> _Requirement_
Can you give the forum thread again between "## wareagle (Nov" and "that scare you.", inclusive, switching "seven" to "three"?

━━ Excerpt provided

Perhaps I should schedule an appointment before this obsession gets out of hand! 





Rick


----------



## Kludge (Nov 25, 2008)

tmuir  said:
			
		

> They have 2 'pager' motors in them.
> One drives the rotor and the other the tail.



Cool! I have a bunch of those motors from BEAM robot projects (including ones I sent Noelle in the pre-Yogi days) so I'll have spares should something become broken. THis is becoming coolerer and coolerer.

BEst regards,

Kludge


----------



## wareagle (Nov 27, 2008)

Well, I have orders to go get seven of these things in the early morning. I don't think SWMBO knows how much I hate holiday shopping crowds. She said she'd make it worth my while...


----------



## rake60 (Dec 5, 2008)

It does warn you on the box that these are for ages 8+

Don't let that scare you.
Even an old buzzard like me can figure it out, given enough time. 
 :big:

[ame]http://www.youtube.com/watch?v=DR2VjN1xVCo[/ame]


----------



## wareagle (Dec 6, 2008)

I think they missed the age requirement by a mile!! My young boy (4 years) can fly the stuffing out of these things! And they are built very tough! The abuse ours have taken is tremendous. They got it right when they designed 'em! 

We have a blast with them here in the Eagle's nest!!

━━━━
━━ Supplied material

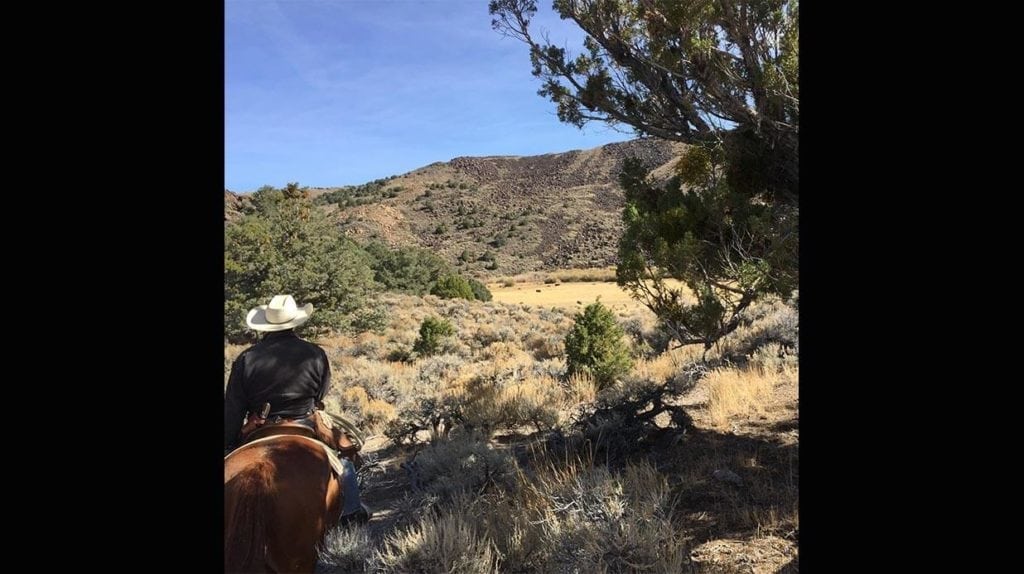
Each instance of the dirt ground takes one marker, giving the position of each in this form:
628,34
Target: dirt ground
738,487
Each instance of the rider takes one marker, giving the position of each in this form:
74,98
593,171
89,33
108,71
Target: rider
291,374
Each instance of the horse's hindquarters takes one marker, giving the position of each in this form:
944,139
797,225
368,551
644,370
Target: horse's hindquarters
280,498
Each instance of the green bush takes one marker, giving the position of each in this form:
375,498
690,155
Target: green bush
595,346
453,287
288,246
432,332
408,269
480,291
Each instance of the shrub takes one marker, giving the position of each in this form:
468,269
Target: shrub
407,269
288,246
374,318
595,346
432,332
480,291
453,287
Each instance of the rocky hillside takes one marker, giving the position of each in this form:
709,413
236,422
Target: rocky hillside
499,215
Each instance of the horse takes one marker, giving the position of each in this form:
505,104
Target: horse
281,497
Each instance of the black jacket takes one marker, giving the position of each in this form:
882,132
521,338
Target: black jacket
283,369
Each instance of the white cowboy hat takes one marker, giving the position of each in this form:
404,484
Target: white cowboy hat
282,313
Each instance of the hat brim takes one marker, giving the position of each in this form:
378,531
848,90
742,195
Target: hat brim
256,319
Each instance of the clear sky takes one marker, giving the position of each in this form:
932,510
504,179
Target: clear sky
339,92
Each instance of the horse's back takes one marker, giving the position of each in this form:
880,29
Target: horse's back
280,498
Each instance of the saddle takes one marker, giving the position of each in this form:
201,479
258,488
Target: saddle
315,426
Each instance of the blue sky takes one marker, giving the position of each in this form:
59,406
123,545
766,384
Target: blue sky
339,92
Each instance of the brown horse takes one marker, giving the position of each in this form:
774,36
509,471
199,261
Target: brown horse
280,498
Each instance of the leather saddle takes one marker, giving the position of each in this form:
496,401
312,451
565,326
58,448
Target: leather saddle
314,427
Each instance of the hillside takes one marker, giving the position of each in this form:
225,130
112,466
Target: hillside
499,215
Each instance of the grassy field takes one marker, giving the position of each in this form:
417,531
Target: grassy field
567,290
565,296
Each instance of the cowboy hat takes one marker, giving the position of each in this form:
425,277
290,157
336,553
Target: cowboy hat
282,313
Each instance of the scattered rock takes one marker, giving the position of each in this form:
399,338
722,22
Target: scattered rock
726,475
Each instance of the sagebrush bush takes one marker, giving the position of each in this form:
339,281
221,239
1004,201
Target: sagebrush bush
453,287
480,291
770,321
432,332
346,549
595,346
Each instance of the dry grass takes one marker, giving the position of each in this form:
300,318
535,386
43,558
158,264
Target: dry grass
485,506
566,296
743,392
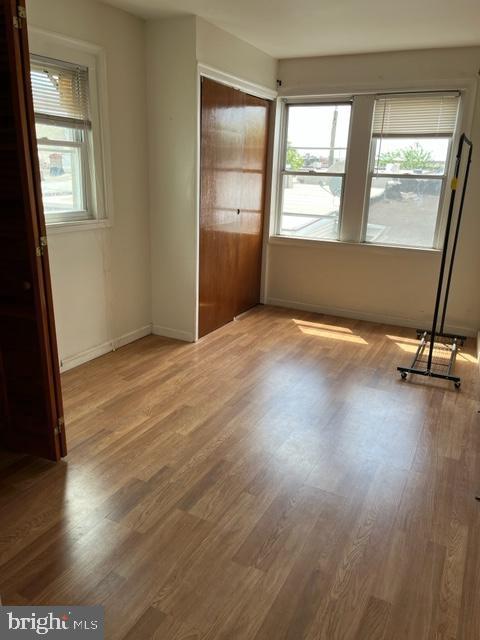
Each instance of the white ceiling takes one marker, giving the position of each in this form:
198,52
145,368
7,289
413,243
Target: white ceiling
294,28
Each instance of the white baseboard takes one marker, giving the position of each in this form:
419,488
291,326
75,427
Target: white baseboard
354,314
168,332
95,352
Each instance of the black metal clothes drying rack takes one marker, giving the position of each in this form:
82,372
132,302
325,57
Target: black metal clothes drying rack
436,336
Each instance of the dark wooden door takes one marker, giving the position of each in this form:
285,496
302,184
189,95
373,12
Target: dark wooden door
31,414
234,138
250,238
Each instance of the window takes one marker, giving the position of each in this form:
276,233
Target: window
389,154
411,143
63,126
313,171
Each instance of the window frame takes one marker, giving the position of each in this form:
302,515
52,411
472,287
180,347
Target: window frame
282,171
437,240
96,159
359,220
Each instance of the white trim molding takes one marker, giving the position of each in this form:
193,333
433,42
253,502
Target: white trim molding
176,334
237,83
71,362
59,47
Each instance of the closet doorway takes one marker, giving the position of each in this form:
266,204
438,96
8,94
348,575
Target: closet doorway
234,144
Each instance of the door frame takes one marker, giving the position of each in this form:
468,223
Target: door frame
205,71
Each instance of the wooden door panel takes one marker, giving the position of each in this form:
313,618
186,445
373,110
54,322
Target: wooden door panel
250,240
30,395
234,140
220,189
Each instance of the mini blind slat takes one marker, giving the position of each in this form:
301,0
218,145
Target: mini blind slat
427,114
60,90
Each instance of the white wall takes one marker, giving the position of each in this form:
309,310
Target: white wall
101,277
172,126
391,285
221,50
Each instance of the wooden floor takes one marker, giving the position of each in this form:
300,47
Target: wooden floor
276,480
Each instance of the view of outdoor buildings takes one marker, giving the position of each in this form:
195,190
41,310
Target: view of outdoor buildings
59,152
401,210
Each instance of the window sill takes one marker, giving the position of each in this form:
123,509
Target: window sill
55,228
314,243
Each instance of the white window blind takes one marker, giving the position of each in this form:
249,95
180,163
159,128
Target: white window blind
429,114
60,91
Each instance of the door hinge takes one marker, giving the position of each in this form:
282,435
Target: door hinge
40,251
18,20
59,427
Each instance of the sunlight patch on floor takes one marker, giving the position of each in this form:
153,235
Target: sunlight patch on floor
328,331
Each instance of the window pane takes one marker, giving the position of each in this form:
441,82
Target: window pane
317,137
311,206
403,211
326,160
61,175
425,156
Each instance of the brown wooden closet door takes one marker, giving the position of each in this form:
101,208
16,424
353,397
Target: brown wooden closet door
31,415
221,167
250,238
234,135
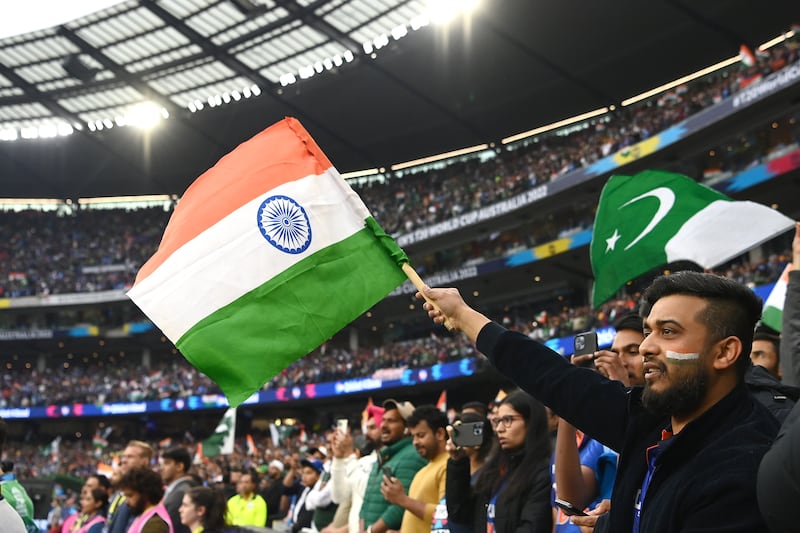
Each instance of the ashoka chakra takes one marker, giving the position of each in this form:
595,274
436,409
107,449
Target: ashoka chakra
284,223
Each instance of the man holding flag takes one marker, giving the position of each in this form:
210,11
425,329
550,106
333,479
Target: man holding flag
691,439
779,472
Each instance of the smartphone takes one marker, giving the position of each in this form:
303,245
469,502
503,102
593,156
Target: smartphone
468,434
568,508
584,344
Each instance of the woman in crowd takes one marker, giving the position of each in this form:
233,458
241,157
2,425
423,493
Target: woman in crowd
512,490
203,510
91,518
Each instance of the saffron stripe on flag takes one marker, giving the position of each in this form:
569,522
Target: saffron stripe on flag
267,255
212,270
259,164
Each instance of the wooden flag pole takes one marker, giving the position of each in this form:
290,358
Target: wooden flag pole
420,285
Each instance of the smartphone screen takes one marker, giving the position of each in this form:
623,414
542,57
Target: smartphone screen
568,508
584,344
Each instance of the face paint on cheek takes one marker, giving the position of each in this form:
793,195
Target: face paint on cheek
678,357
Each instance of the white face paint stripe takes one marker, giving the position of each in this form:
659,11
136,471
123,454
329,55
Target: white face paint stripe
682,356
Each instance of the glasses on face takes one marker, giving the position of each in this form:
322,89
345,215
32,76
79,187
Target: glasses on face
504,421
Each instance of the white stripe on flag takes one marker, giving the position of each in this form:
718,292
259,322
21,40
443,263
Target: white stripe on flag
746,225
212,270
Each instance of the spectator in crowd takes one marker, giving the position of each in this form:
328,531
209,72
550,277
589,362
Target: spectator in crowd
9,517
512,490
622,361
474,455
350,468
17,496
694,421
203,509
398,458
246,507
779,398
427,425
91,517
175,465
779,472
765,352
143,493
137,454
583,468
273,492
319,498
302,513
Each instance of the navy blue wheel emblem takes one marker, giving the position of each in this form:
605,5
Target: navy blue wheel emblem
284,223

━━━━

> _Result of this exercise_
## wareagle (Nov 27, 2008)

Well, I have orders to go get three of these things in the early morning. I don't think SWMBO knows how much I hate holiday shopping crowds. She said she'd make it worth my while...


----------



## rake60 (Dec 5, 2008)

It does warn you on the box that these are for ages 8+

Don't let that scare you.